DOCUMENT EXTRACT:
▼
2014 is an eventful year for Scotland. Homecoming celebrations are well underway, The Commonwealth Games rolls into town this summer and The Ryder Cup will exert its presence this Autumn. Corporate hospitality opportunities abound.
Employment law expert, Kate Wyatt, of Miller Hendry Solicitors, says the time is now to issue a stark warning to companies when it comes to enjoying a corporate day out at the golf, to ensure they stay on the right side of the law.
Kate commented: “With the Ryder Cup and the Commonwealth Games coming up this year, many local businesses are considering offering tickets or hosted events to clients and customers.
“Put baldly, this could amount to a financial or other advantage intended to obtain or retain the business of those clients or customers and therefore be classed as bribery under the 2010 Bribery Act.
“If proven, this can result in significant penalties of up to ten years imprisonment and hefty fines.”
However, before businesses panic that their generosity to customers and suppliers could land them in ‘hot water’, Kate says there are a number of points that would make prosecution and illegality unlikely:
“First, such conduct will only be actionable if it amounts to acting improperly – the Act is not intended, according to government guidance, to prevent reasonable and proportionate hospitality and promotional or other similar business expenditure.
“Second, it is a defence for an organisation to show it has adequate procedures in place to prevent bribery on a risk based approach – i.e. the preventative measures are proportionate to the risk of bribery taking place.”
Where an organisation only conducts business domestically, the risk of actionable bribery taking place is low. The second aspect is clarified by the government guidance which sets out six principles to help businesses, including smaller businesses, avoid breaching the Act.
▲
DATA BLOCK:
▼
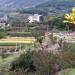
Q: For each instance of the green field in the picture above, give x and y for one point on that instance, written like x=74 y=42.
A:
x=7 y=44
▲
PARTS OF THE EXERCISE:
• 1. Translate this sentence from the article on corporate hospitality and the Bribery Act into Spanish: "Where an organisation only conducts business domestically, the risk of actionable bribery taking place is low."
• 2. Continue the article on corporate hospitality and the Bribery Act, starting after its last sentence.

RESPONSES TO THE TASKS:
• 1. Cuando una organización solo realiza negocios a nivel nacional, el riesgo de que se produzca un soborno sancionable es bajo.

• 2.
1. Develop proportionate procedures;
2. Have top level commitment to preventing bribery;
3. Carry out periodic risk assessments and make sure they are documented;
4. Carry out sensible checks on employees and business partners or collaborators;
5. Communicate your policy both externally and internally to partners and staff and offer training; and
6. Monitor and review your procedures regularly.
It is important to be aware of the importance of communicating your intolerance of bribery to staff and to provide training directed at the risk, since employers’ liability can be engaged by the actions of employees. Again, it will be a defence to show adequate procedures are in place to avoid employees acting improperly.
To limit risks, Kate recommends the following:
“Check your internal policies and procedures, including whistle-blowing and hospitality policies, against the six principles above and tighten them up as required. That way, we can all enjoy the fun and excitement that trips to the Ryder Cup and Commonwealth Games offer without fear of penalty.”